◆ **Source material**

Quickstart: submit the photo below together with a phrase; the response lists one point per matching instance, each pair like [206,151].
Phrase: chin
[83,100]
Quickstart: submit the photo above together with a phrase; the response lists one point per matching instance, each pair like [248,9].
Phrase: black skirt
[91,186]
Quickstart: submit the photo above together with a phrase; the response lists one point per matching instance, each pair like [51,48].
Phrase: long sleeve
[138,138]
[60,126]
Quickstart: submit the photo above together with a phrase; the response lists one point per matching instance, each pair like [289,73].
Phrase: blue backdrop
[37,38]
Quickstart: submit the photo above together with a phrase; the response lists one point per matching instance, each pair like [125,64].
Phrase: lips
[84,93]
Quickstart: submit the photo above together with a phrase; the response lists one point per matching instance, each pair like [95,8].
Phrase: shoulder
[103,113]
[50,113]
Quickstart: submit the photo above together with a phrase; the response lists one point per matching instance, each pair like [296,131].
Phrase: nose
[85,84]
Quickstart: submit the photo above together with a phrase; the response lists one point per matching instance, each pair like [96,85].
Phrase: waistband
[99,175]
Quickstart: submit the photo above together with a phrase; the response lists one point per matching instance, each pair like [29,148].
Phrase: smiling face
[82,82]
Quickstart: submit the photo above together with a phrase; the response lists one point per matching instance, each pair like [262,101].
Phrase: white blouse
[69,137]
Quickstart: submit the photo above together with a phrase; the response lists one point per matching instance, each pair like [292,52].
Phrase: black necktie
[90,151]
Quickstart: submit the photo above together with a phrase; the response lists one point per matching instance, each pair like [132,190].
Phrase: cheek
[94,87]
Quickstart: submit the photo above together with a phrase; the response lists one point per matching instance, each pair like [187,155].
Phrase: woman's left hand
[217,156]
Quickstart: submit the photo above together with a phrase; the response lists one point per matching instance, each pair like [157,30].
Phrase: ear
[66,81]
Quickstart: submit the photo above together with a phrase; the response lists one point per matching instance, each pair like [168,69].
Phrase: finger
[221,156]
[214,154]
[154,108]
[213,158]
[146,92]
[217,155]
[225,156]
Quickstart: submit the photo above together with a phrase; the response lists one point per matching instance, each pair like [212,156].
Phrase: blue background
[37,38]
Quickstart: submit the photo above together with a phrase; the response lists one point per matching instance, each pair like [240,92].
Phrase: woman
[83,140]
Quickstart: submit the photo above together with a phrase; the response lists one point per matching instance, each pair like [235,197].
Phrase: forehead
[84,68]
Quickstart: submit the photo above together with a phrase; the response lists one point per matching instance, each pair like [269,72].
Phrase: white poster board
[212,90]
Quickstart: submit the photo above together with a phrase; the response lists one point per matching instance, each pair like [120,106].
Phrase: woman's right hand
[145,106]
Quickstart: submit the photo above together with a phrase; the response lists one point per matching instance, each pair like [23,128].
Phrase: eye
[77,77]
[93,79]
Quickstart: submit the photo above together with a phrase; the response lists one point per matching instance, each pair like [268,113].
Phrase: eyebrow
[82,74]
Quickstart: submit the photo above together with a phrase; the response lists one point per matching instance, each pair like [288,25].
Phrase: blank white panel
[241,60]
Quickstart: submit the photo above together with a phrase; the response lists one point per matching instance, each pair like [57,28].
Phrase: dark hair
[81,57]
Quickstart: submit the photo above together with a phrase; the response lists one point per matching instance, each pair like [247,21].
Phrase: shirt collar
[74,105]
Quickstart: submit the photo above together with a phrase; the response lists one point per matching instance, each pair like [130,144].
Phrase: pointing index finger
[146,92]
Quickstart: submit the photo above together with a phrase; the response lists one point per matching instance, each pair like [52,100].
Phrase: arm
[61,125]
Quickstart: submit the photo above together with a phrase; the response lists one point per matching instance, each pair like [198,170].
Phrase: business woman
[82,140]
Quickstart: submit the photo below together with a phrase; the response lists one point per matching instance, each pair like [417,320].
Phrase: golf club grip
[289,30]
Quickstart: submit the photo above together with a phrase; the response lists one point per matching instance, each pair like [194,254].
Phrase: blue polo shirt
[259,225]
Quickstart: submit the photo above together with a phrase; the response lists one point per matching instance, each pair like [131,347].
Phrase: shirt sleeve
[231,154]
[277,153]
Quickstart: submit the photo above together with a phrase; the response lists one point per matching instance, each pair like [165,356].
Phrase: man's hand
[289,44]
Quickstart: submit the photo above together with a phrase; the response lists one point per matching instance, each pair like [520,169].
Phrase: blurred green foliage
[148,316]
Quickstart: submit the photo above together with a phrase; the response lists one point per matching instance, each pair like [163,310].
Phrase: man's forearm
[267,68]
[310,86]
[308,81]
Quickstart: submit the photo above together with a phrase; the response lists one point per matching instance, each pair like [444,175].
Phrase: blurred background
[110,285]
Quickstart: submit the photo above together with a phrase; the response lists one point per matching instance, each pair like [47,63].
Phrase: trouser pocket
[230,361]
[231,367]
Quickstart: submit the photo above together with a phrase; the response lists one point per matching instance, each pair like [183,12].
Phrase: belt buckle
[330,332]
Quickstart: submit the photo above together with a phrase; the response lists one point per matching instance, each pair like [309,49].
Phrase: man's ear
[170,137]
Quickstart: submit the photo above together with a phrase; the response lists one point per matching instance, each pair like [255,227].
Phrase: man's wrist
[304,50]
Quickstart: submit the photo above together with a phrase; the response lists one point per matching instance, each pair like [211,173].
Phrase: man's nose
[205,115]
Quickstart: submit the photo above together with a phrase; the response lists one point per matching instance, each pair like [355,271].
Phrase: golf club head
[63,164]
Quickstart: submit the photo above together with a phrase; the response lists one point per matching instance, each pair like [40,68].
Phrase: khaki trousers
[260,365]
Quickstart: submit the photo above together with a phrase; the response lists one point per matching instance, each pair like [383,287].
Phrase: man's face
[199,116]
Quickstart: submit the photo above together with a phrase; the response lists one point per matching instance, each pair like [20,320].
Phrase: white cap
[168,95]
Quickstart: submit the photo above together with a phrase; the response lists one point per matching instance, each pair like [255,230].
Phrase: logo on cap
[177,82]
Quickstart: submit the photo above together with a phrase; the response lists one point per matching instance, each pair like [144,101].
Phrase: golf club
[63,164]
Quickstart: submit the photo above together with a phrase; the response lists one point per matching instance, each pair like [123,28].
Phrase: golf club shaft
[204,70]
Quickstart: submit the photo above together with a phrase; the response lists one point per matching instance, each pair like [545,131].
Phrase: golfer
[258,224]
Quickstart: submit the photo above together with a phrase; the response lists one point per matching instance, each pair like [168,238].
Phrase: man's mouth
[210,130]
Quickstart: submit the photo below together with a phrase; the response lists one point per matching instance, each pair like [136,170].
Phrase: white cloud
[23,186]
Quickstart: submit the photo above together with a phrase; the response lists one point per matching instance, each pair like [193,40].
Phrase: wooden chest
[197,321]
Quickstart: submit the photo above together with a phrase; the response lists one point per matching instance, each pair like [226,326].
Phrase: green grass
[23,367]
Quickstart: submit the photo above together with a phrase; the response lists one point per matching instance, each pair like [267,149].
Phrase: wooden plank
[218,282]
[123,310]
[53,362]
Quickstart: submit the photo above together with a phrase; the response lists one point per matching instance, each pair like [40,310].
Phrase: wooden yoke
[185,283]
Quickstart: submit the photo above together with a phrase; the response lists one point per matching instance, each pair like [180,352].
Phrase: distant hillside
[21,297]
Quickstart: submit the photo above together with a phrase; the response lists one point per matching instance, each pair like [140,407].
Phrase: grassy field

◆ **Exercise instructions**
Reproduce every record above verbatim, character for character, keeping each line in its original order.

◆ **Finished exercise**
Quickstart: submit the photo below together with a phrase; the response lists one point per matching instance, each pair like [206,151].
Phrase: chin
[83,100]
Quickstart: submit the photo above together with a phrase; the response lists one point per matching instance, each pair like [248,9].
Phrase: black skirt
[91,186]
Quickstart: submit the photo above together with a phrase; the response lists one point per matching instance, each pair like [51,48].
Phrase: long sleeve
[138,138]
[60,126]
Quickstart: submit the photo above together with a phrase; the response lists one point per matching instance, each pair like [289,73].
Phrase: blue backdrop
[37,38]
Quickstart: submit the photo above together with a phrase; the response lists one point per matching instance, each pair like [125,64].
Phrase: lips
[84,93]
Quickstart: submit the photo above together with a phrase; the response lists one point per matching instance, each pair like [95,8].
Phrase: shoulder
[103,113]
[50,113]
Quickstart: submit the photo above together with a phrase; the response lists one point per matching instance, each pair like [296,131].
Phrase: nose
[85,84]
Quickstart: submit the photo above together with a phrase; the response lists one point per matching instance, each pair like [96,85].
Phrase: waistband
[99,175]
Quickstart: submit the photo above together with a phrase; the response lists one point per matching instance, each pair like [29,148].
Phrase: smiling face
[82,82]
Quickstart: submit the photo above together with a phrase; the response lists one point per matching instance, each pair like [262,101].
Phrase: white blouse
[69,137]
Quickstart: submit the photo above together with a phrase; the response lists one point per matching instance, each pair like [292,52].
Phrase: black necktie
[90,151]
Quickstart: submit the photo above together with a phrase; the response lists one point per matching instance, each pair like [132,190].
Phrase: cheek
[94,87]
Quickstart: submit the photo above together with a phrase; the response lists one point per matching instance, each pair like [187,155].
Phrase: woman's left hand
[217,156]
Quickstart: submit the photo above together with a phrase; the response lists one point per matching instance, each pair like [157,30].
Phrase: ear
[66,81]
Quickstart: submit the photo above together with a phrase; the response lists one point per matching instance, each pair like [168,69].
Phrase: finger
[221,156]
[214,154]
[154,108]
[213,158]
[146,92]
[217,155]
[225,156]
Quickstart: submit the photo above together with a phrase; the response lists one point per matching instance, each pair like [212,156].
Phrase: blue background
[37,38]
Quickstart: submit the photo above together with a phrase; the response lists one point per matching instance, each pair like [240,92].
Phrase: woman
[83,140]
Quickstart: submit the photo above together with a phrase; the response lists one point per matching instance, each pair like [235,197].
Phrase: forehead
[84,68]
Quickstart: submit the photo above together with a phrase; the response lists one point per matching instance, each pair like [269,72].
Phrase: white poster board
[212,90]
Quickstart: submit the photo above together with a phrase; the response lists one point per matching instance, each pair like [120,106].
Phrase: woman's right hand
[145,106]
Quickstart: submit the photo above together with a phrase; the response lists one point per matching instance, each pair like [23,128].
Phrase: eye
[77,77]
[93,79]
Quickstart: submit the photo above together with a phrase; the response lists one point per matching instance, each pair like [268,113].
Phrase: eyebrow
[82,74]
Quickstart: submit the photo above together with a phrase; the response lists one point per matching instance, each pair like [288,25].
Phrase: blank white panel
[241,60]
Quickstart: submit the photo above together with a phrase; the response lists one point per matching instance, each pair like [57,28].
Phrase: dark hair
[81,57]
Quickstart: submit the photo above together with a phrase; the response lists one point per matching instance, each pair like [247,21].
Phrase: shirt collar
[74,105]
Quickstart: submit the photo above together with a phrase; the response lists one point per matching instance, each pair like [130,144].
Phrase: pointing index finger
[146,92]
Quickstart: submit the photo above together with a phrase; the response lists one point per matching instance, each pair like [52,100].
Phrase: arm
[61,125]
Quickstart: submit the photo above together with a phrase; the response lists one point per matching instance, each pair like [198,170].
Phrase: business woman
[82,140]
Quickstart: submit the photo below together with a phrase; the response lists one point per matching instance, each pair like [417,320].
Phrase: golf club grip
[289,30]
Quickstart: submit the photo above together with a phrase; the response lists one point per matching instance, each pair like [194,254].
Phrase: blue polo shirt
[259,225]
Quickstart: submit the photo above together with a phrase; the response lists one point per matching instance, each pair like [131,347].
Phrase: shirt sleeve
[231,154]
[277,153]
Quickstart: submit the photo above together with a phrase; the response lists one point per matching instance, each pair like [165,356].
Phrase: man's hand
[289,44]
Quickstart: submit the photo above together with a phrase; the response lists one point per matching instance, each pair like [520,169].
Phrase: blurred green foliage
[148,316]
Quickstart: submit the photo above together with a phrase; the response lists one point per matching instance, each pair like [163,310].
Phrase: man's forearm
[267,68]
[310,86]
[308,81]
Quickstart: submit the photo above together with a phrase; the response lists one point per matching instance, each pair like [444,175].
Phrase: blurred background
[110,285]
Quickstart: submit the photo above together with a phrase; the response lists one point per matching instance, each pair like [47,63].
Phrase: trouser pocket
[230,361]
[231,367]
Quickstart: submit the photo above together with a phrase; the response lists one point per matching instance, each pair like [183,12].
Phrase: belt buckle
[330,332]
Quickstart: submit the photo above together with a phrase; the response lists one point per matching instance, each pair like [309,49].
Phrase: man's ear
[170,137]
Quickstart: submit the photo above together with a phrase; the response lists one point per matching instance, each pair like [255,227].
Phrase: man's wrist
[304,50]
Quickstart: submit the photo above together with a phrase; the response lists one point per matching instance, each pair like [211,173].
Phrase: man's nose
[205,115]
Quickstart: submit the photo above together with a phrase; the response lists one point per matching instance, each pair like [355,271].
Phrase: golf club head
[63,164]
Quickstart: submit the photo above together with a phrase; the response lists one point per matching instance, each pair like [40,68].
Phrase: khaki trousers
[260,365]
Quickstart: submit the photo above together with a phrase; the response lists one point per matching instance, each pair like [383,287].
Phrase: man's face
[199,116]
Quickstart: submit the photo above together with a phrase; the response lists one point per matching instance, each pair like [20,320].
Phrase: white cap
[168,95]
Quickstart: submit the photo above together with a phrase; the response lists one point per matching instance, each pair like [255,230].
Phrase: logo on cap
[177,82]
Quickstart: submit the photo above together with a phrase; the response lists one point per matching instance, each pair like [144,101].
Phrase: golf club
[63,164]
Quickstart: submit the photo above together with a phrase; the response lists one point per matching instance, each pair like [123,28].
Phrase: golf club shaft
[204,70]
Quickstart: submit the photo above together with a phrase; the response lists one point per matching instance, each pair like [545,131].
Phrase: golfer
[258,224]
Quickstart: submit the photo above together with a phrase; the response lists one point per matching instance, each pair like [168,238].
Phrase: man's mouth
[210,130]
Quickstart: submit the photo below together with a phrase; the response lists one point per matching instance, each pair like [136,170].
Phrase: white cloud
[23,186]
Quickstart: submit the photo above together with a phrase; the response lists one point per matching instance, each pair like [193,40].
Phrase: wooden chest
[197,321]
Quickstart: submit the photo above together with a phrase; the response lists one point per matching instance, each pair like [226,326].
Phrase: green grass
[23,367]
Quickstart: submit the photo above together with a phrase; the response lists one point per matching instance, each pair like [267,149].
Phrase: wooden plank
[218,282]
[123,310]
[53,362]
Quickstart: submit the photo above together with a phrase; the response lists one point per matching instance, each pair like [40,310].
Phrase: wooden yoke
[185,283]
Quickstart: submit the photo above together with a phrase; the response lists one point per matching instance, each pair like [180,352].
Phrase: distant hillside
[21,297]
Quickstart: submit the photo above together with a phrase; the response lists one point per matching instance, each pair like [140,407].
Phrase: grassy field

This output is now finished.